__Aim of the exercise__
Rewrite the lines of the listing from the line containing "the rocky cone" through the end of the listing, both ends included, keeping the requests. Scale every pin coordinate in the answers by 1.75, rounding to whole numbers with halves up, and leave the requests and their format samples unchanged.

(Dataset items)

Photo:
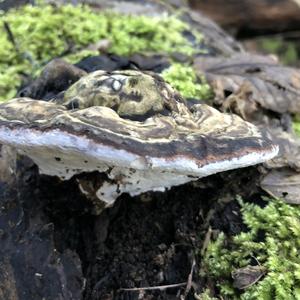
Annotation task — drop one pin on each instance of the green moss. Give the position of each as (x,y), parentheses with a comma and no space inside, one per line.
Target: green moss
(278,252)
(43,33)
(184,79)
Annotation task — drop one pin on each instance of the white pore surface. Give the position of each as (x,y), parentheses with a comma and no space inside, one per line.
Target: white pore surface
(62,154)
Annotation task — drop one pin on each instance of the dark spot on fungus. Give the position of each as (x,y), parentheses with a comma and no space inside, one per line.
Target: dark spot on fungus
(74,104)
(133,82)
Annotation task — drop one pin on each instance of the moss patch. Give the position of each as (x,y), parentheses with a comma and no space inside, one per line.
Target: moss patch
(42,33)
(287,51)
(273,241)
(184,79)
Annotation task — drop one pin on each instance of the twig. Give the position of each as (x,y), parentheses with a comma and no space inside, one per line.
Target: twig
(189,281)
(11,36)
(158,287)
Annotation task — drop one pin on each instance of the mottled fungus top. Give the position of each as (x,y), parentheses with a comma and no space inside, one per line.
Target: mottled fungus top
(133,127)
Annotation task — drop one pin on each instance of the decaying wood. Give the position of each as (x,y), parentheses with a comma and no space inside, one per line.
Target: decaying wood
(252,15)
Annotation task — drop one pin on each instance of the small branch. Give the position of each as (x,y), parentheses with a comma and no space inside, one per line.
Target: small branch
(190,280)
(158,287)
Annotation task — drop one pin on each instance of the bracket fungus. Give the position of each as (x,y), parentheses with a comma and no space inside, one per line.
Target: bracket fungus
(132,128)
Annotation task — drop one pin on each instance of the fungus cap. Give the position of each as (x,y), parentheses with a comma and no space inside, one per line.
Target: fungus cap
(134,128)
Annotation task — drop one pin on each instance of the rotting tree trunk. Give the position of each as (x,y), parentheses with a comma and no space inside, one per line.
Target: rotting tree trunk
(252,16)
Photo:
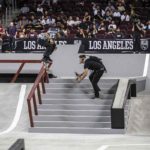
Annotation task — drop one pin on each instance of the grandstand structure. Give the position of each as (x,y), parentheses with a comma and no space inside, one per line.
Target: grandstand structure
(43,112)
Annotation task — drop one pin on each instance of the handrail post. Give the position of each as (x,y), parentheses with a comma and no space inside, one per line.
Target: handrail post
(39,94)
(43,86)
(35,105)
(30,113)
(17,73)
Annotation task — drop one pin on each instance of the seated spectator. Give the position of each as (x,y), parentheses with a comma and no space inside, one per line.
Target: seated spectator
(125,17)
(94,31)
(117,14)
(118,34)
(102,27)
(63,31)
(38,26)
(138,29)
(121,7)
(80,33)
(25,9)
(108,16)
(77,21)
(70,21)
(112,26)
(39,9)
(32,33)
(83,25)
(110,7)
(148,25)
(87,17)
(22,34)
(45,21)
(33,20)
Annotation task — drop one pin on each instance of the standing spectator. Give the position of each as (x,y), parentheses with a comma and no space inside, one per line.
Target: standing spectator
(39,9)
(2,33)
(117,14)
(110,7)
(148,25)
(11,33)
(121,7)
(125,17)
(77,21)
(70,21)
(112,26)
(45,1)
(25,9)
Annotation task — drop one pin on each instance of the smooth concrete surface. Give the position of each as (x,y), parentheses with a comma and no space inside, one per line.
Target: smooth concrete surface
(148,77)
(9,94)
(139,121)
(134,140)
(66,62)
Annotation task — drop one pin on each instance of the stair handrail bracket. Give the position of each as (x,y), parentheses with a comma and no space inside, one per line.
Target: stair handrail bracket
(125,90)
(37,89)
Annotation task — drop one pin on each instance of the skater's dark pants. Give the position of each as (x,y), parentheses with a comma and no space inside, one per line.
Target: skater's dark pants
(48,51)
(94,78)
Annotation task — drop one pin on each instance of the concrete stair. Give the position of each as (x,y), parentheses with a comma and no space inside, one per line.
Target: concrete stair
(68,107)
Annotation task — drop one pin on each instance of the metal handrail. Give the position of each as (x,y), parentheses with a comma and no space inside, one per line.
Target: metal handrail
(124,92)
(41,78)
(23,62)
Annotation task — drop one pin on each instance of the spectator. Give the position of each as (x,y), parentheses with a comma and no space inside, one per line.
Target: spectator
(87,17)
(112,26)
(22,34)
(102,27)
(70,21)
(118,34)
(11,33)
(80,33)
(40,9)
(121,7)
(110,8)
(148,25)
(25,9)
(94,31)
(125,17)
(2,33)
(117,14)
(77,21)
(45,1)
(32,34)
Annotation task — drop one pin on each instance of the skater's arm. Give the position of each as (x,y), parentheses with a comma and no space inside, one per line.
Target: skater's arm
(83,75)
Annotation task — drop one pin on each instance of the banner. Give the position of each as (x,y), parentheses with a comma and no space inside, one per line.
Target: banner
(86,45)
(115,46)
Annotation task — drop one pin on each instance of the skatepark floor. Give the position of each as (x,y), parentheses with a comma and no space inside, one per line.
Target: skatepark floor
(136,138)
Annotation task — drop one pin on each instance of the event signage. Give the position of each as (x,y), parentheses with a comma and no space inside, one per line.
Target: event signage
(86,45)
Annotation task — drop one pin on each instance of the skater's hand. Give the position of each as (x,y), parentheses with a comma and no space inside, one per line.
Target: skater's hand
(78,79)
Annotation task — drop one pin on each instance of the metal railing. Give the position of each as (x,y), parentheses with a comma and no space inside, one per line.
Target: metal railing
(125,90)
(35,93)
(23,62)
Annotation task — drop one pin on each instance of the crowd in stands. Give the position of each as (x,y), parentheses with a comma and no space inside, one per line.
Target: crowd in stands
(83,18)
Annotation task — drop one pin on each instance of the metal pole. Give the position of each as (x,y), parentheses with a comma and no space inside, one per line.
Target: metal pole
(6,15)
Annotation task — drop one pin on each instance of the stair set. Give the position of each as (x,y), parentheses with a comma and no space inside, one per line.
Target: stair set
(68,107)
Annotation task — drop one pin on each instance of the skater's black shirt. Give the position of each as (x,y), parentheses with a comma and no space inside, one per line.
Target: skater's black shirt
(50,47)
(97,71)
(93,65)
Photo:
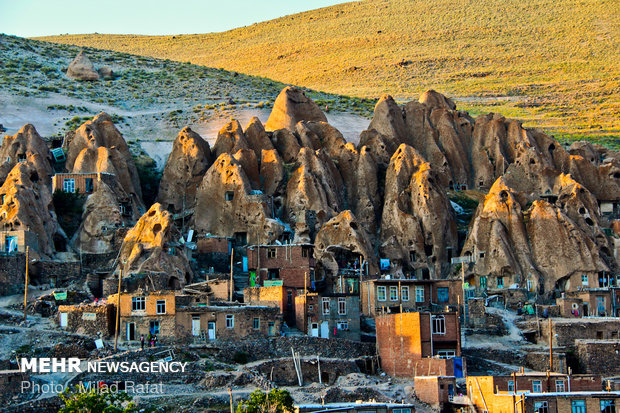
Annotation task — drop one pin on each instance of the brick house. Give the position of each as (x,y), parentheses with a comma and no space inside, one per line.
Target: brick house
(412,295)
(291,265)
(419,344)
(328,315)
(540,392)
(279,297)
(89,319)
(143,312)
(217,322)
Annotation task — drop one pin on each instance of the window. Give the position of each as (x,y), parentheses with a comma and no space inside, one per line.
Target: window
(419,294)
(393,293)
(541,407)
(608,406)
(325,306)
(578,406)
(138,303)
(381,293)
(404,293)
(443,295)
(154,327)
(342,305)
(439,325)
(68,185)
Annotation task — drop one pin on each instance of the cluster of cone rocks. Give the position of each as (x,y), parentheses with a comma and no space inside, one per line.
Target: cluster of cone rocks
(385,197)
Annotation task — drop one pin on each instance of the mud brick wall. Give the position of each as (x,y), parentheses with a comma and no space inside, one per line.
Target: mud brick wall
(12,270)
(598,356)
(103,323)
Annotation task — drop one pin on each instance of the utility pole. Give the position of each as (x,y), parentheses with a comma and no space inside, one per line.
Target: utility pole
(26,283)
(118,309)
(232,254)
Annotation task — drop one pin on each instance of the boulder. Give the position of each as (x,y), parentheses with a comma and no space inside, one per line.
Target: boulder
(152,245)
(344,232)
(186,165)
(27,205)
(81,68)
(291,106)
(26,145)
(227,206)
(418,226)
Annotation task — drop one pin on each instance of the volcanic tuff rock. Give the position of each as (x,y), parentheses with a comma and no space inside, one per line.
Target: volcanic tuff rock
(417,215)
(230,139)
(226,204)
(146,248)
(256,137)
(106,210)
(291,106)
(343,231)
(186,165)
(81,68)
(27,205)
(97,146)
(26,144)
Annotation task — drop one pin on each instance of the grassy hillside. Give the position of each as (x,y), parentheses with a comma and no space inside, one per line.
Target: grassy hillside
(553,63)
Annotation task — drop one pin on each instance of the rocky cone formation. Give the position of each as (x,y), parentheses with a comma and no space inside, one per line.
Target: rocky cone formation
(97,146)
(26,145)
(291,106)
(186,165)
(152,245)
(418,225)
(226,205)
(27,205)
(81,68)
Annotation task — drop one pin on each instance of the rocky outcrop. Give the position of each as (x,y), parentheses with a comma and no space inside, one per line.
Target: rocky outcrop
(81,68)
(343,232)
(152,246)
(106,210)
(292,106)
(418,224)
(226,204)
(26,145)
(97,146)
(27,205)
(186,165)
(230,139)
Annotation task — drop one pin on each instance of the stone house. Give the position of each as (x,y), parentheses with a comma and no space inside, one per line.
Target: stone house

__Complete output__
Annotation task — drop one pin on each instance of the rocky cone formation. Give the position of each as (x,y), parentheses with a comma and no space inside, one per line.
Target: rocky cone formation
(170,256)
(46,254)
(509,186)
(326,289)
(266,429)
(732,394)
(396,359)
(47,359)
(142,119)
Annotation task — drop one pin on each instance of the rocky outcrop. Give the position of each as (x,y), parentheses with a comma and no space inside, one per line.
Target: rocky outcrop
(142,119)
(600,406)
(266,431)
(186,368)
(511,186)
(732,392)
(396,357)
(46,254)
(170,256)
(47,359)
(326,289)
(403,243)
Annotation task — drop one pin on each instance of the stone house. Give the position of each as (x,y), parentheses with a comma and no space inside, one per line.
Target: stone house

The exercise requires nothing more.